:: Exercise aim ::
How many lines in the records below contain the string "leather"? Reply with only the number.

:: Supplied records ::
*-*-*

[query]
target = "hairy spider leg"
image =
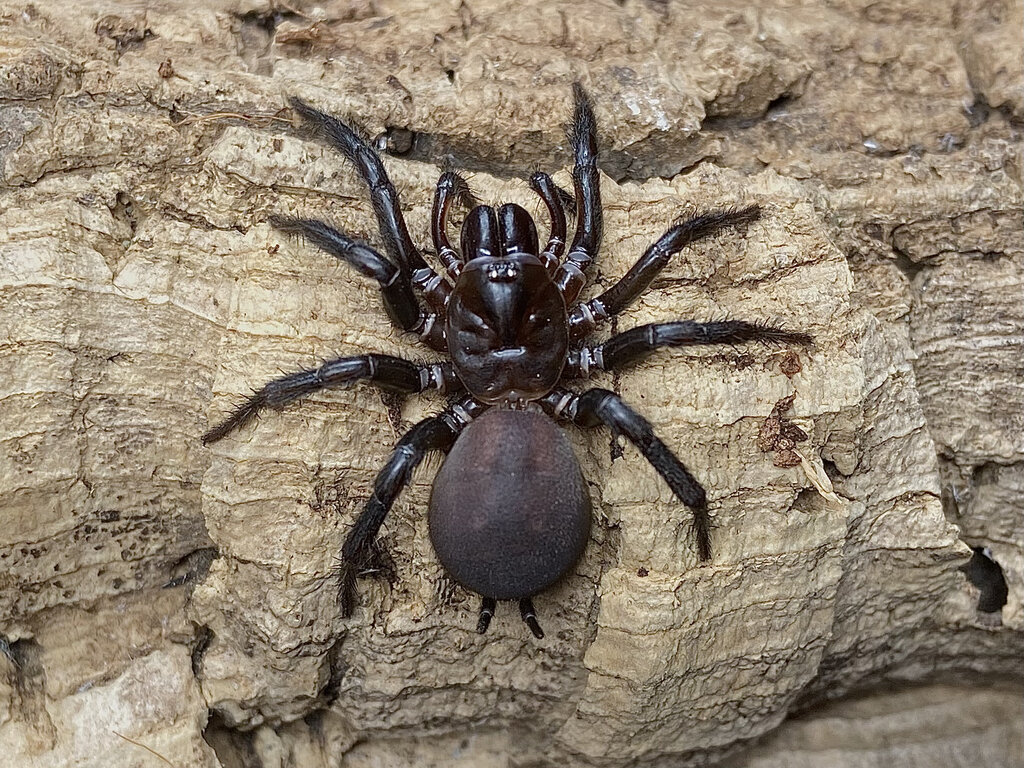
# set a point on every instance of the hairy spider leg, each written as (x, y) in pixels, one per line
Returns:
(388, 373)
(384, 198)
(589, 314)
(637, 343)
(487, 607)
(597, 407)
(434, 433)
(582, 135)
(396, 290)
(451, 187)
(550, 194)
(529, 616)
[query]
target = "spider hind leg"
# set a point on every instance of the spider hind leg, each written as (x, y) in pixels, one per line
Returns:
(529, 616)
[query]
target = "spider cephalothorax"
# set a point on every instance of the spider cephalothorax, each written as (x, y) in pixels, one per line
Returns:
(509, 511)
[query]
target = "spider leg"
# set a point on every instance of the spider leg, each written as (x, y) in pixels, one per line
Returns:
(389, 373)
(596, 407)
(396, 291)
(487, 607)
(434, 433)
(589, 314)
(384, 197)
(529, 616)
(451, 186)
(633, 345)
(583, 137)
(551, 196)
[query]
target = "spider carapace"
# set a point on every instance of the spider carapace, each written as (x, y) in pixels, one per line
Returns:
(509, 510)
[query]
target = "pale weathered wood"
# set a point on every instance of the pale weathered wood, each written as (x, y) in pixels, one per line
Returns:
(141, 151)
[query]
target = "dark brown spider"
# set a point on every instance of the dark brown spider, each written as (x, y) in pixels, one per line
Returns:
(509, 510)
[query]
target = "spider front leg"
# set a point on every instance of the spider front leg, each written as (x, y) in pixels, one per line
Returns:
(633, 345)
(552, 197)
(434, 433)
(389, 373)
(588, 315)
(396, 290)
(451, 187)
(597, 407)
(582, 134)
(384, 198)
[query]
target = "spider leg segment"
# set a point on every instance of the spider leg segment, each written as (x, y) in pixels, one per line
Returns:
(588, 315)
(597, 407)
(583, 138)
(549, 194)
(389, 373)
(384, 197)
(434, 433)
(633, 345)
(451, 187)
(487, 607)
(529, 616)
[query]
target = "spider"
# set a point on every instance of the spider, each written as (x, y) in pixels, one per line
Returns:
(509, 510)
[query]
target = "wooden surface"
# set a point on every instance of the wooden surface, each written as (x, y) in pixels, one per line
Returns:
(153, 590)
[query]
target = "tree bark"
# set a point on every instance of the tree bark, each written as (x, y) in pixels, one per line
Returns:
(158, 596)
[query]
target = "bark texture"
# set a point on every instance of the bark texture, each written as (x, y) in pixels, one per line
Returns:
(164, 601)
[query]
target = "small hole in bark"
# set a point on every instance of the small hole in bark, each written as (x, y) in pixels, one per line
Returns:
(986, 574)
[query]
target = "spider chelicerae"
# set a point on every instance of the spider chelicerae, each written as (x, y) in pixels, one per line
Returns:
(509, 510)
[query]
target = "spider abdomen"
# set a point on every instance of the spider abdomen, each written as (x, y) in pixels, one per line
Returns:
(510, 511)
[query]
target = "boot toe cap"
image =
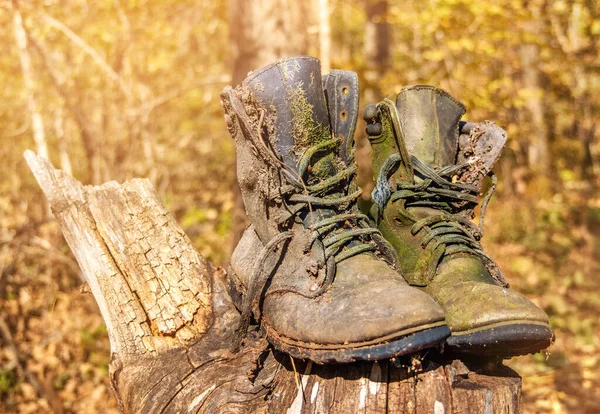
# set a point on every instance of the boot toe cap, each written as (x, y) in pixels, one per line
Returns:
(352, 315)
(473, 305)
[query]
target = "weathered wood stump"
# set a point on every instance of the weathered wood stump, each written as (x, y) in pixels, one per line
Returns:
(170, 322)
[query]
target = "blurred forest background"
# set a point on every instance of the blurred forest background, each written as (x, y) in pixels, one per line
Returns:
(116, 89)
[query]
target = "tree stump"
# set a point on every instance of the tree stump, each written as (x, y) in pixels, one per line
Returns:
(171, 321)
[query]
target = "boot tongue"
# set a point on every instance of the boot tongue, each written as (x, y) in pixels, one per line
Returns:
(289, 104)
(429, 119)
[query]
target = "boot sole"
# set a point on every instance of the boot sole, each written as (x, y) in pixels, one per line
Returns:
(400, 343)
(427, 337)
(503, 339)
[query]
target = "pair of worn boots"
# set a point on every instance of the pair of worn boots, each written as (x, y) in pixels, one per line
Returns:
(332, 284)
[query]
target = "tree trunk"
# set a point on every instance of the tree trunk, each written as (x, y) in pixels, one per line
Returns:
(538, 151)
(37, 123)
(376, 47)
(261, 32)
(170, 322)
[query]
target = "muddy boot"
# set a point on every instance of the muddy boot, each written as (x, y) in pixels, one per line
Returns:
(429, 169)
(322, 282)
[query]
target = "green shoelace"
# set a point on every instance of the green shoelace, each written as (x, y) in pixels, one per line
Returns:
(341, 234)
(447, 233)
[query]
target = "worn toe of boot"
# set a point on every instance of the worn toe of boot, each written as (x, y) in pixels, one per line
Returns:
(360, 317)
(489, 319)
(367, 313)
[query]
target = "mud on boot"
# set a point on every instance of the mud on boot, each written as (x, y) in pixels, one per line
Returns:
(321, 281)
(429, 169)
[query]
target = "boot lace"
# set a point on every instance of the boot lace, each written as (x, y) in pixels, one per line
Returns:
(341, 235)
(449, 232)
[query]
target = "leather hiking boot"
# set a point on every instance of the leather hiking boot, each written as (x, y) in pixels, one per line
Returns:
(322, 282)
(429, 169)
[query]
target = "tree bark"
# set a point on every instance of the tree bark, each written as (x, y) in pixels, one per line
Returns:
(376, 47)
(261, 32)
(170, 322)
(37, 123)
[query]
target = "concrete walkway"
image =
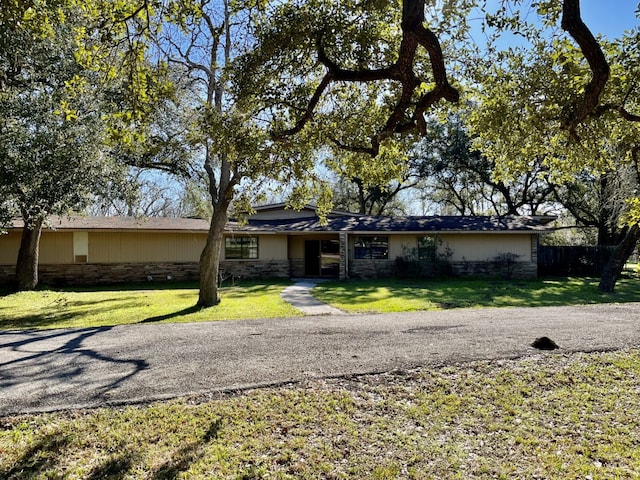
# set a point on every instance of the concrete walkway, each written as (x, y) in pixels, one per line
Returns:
(299, 295)
(90, 367)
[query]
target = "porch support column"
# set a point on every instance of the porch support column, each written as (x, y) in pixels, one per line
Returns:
(344, 256)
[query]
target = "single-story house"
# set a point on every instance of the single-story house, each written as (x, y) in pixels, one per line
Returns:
(277, 242)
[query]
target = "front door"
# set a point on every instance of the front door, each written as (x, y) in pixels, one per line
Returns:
(312, 258)
(321, 258)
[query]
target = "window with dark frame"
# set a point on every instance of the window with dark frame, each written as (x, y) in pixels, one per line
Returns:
(370, 246)
(240, 248)
(427, 248)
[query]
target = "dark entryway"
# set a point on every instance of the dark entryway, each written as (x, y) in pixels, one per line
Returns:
(321, 258)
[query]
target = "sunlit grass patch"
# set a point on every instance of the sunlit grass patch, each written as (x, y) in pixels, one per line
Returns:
(393, 295)
(136, 304)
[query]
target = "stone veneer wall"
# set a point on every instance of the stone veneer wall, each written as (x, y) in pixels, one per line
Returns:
(386, 268)
(105, 273)
(366, 268)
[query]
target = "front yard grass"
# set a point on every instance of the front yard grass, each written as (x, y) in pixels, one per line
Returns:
(117, 305)
(549, 416)
(393, 295)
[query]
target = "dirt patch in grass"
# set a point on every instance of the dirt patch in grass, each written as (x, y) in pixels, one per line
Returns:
(546, 416)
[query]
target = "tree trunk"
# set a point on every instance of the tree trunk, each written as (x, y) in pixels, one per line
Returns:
(621, 254)
(210, 260)
(27, 264)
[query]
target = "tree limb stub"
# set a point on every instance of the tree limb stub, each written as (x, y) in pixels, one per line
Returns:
(572, 23)
(401, 119)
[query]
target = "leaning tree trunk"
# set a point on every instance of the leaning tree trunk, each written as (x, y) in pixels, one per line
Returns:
(210, 260)
(27, 264)
(621, 254)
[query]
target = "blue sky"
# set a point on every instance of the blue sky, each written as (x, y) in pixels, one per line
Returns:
(609, 17)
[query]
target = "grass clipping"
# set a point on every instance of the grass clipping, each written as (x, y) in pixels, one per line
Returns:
(548, 416)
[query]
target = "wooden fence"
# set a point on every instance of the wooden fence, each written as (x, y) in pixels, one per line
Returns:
(572, 260)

*-*-*

:: Answer in full ::
2